• DATA EXCERPTS:
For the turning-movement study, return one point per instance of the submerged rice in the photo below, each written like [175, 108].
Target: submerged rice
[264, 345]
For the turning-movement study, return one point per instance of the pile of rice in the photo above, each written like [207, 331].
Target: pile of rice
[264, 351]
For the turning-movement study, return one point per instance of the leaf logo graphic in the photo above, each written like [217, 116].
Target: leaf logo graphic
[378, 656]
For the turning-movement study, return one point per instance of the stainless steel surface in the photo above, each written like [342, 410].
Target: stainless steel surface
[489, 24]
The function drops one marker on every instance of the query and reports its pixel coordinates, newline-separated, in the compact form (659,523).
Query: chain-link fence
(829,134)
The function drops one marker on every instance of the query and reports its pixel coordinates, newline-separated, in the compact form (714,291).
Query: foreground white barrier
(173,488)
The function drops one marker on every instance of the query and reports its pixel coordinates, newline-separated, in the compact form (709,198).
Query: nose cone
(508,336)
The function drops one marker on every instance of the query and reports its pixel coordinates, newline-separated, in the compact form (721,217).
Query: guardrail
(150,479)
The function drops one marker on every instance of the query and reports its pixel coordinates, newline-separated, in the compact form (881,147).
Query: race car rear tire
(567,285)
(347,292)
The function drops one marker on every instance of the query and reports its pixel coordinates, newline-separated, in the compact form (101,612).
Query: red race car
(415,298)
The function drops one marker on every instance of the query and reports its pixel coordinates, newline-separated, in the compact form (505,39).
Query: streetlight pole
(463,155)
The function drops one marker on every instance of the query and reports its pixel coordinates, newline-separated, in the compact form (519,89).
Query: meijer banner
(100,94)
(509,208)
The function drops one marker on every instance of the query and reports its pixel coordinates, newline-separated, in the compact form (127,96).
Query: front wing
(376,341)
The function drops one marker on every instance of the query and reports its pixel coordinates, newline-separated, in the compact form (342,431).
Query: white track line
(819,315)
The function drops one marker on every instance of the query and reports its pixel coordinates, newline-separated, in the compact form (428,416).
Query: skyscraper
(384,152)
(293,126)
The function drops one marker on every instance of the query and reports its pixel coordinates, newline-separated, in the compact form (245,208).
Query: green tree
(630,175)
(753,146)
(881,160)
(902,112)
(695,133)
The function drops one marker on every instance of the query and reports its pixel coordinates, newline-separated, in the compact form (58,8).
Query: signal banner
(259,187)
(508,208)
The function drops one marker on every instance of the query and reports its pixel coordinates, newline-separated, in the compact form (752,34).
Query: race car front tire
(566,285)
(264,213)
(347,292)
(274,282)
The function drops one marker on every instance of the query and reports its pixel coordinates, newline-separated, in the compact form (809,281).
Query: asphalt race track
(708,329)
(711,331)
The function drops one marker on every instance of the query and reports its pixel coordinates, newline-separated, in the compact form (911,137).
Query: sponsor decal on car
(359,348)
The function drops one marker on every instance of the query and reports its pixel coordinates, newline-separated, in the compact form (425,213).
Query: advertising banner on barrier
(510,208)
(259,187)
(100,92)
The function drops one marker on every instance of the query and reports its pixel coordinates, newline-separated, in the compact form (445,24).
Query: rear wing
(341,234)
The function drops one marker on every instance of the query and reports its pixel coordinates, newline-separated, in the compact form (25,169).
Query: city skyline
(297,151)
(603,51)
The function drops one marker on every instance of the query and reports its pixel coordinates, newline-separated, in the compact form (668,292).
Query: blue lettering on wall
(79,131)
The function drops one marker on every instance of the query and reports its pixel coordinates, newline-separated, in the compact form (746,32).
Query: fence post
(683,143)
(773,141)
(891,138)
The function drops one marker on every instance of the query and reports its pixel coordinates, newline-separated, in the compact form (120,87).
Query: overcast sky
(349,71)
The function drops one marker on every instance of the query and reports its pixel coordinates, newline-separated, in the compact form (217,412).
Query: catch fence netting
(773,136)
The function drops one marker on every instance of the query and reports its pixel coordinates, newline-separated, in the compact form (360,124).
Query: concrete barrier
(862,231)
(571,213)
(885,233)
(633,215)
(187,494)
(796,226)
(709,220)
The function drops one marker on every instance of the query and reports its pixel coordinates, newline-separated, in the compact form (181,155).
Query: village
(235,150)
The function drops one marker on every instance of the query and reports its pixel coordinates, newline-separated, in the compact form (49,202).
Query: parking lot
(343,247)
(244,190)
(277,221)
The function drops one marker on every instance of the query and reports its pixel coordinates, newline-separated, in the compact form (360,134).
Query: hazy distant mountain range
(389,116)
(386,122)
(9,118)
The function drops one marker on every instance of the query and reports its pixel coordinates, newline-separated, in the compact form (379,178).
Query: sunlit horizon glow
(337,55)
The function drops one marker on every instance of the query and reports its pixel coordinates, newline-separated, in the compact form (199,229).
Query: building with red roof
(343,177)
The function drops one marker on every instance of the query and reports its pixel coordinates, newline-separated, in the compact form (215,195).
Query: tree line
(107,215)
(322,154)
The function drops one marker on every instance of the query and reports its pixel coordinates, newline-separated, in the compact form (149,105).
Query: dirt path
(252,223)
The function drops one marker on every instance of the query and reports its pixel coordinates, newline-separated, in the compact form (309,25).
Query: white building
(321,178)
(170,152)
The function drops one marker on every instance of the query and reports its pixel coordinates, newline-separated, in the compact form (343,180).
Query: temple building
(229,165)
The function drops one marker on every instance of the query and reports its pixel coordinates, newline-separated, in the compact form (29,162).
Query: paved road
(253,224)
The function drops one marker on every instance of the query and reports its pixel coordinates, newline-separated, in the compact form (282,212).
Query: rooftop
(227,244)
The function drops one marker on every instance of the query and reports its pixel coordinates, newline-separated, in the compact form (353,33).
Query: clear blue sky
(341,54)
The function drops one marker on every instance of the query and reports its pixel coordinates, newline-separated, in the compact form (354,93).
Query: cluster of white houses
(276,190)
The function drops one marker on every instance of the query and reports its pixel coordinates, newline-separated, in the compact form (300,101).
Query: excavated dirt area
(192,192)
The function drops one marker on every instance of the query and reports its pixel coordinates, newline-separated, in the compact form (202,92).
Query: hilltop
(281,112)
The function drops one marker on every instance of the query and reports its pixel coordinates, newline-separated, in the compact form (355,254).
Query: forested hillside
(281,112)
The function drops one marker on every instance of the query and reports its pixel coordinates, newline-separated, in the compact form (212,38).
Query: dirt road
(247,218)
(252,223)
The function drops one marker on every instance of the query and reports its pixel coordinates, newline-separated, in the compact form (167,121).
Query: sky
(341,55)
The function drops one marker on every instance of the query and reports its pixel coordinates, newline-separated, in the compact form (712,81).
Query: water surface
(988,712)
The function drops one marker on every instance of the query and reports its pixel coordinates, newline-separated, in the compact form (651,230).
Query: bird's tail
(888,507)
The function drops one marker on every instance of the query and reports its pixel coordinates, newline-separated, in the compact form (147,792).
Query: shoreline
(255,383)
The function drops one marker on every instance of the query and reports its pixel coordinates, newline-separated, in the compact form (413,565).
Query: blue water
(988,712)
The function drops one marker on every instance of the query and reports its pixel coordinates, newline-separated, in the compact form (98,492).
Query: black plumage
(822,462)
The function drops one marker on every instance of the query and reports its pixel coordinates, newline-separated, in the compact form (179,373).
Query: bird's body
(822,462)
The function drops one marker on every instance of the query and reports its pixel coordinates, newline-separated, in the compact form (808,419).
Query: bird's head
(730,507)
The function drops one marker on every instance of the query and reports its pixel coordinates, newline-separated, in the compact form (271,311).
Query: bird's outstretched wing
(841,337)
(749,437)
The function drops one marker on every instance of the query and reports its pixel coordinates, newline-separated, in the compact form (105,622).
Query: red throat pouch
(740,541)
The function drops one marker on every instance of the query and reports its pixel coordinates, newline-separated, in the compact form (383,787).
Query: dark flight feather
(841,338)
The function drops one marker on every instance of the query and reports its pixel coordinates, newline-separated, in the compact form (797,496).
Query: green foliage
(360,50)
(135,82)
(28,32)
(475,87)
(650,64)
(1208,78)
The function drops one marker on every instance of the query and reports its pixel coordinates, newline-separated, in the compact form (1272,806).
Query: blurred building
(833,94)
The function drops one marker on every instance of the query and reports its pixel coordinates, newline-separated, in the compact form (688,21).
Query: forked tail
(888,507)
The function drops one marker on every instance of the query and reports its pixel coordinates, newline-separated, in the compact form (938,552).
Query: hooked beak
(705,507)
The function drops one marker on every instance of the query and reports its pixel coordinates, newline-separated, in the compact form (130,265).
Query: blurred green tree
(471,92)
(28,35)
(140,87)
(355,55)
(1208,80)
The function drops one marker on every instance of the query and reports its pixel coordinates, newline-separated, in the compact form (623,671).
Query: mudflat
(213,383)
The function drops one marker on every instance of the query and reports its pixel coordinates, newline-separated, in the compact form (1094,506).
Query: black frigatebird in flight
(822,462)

• PROBLEM: When you reach the line that contains "Query: red throat pouch" in the material above, please copy it and every line after it exactly, stopping only at the last line.

• WRITTEN SOLUTION:
Query: red throat pouch
(740,541)
The function drops one marker on every instance of the query and reports its pixel coordinates, newline-separated, in the compact form (383,787).
Query: dark flight feather
(841,338)
The function drops one marker on every instance of the query and reports its pixel coordinates, newline-separated, in the compact form (797,496).
Query: green foliage
(360,50)
(135,82)
(28,32)
(475,87)
(650,64)
(1208,78)
The function drops one marker on every instance of the query and reports its pixel coordinates, newline-separated, in the compact form (1272,806).
Query: blurred building
(833,94)
The function drops one marker on every instance of the query and reports its pixel coordinates, newline-separated, in the compact form (688,21).
Query: forked tail
(888,507)
The function drops one marker on every instance of the query and reports its pixel coordinates, newline-separated, in the compact form (938,552).
Query: hooked beak
(705,507)
The function drops one marker on every instance of the query and reports its pixel coordinates, newline-separated, in the compact form (130,265).
Query: blurred green tree
(471,92)
(28,35)
(140,87)
(355,55)
(1208,80)
The function drops one marker on every instance of the query and reports its pixel coordinates, newline-separated, in the compact form (623,671).
Query: mudflat
(213,383)
The function drops one marker on every instance of the query and reports its pixel coordinates, newline-separated, in the compact form (1094,506).
Query: black frigatebird in flight
(822,462)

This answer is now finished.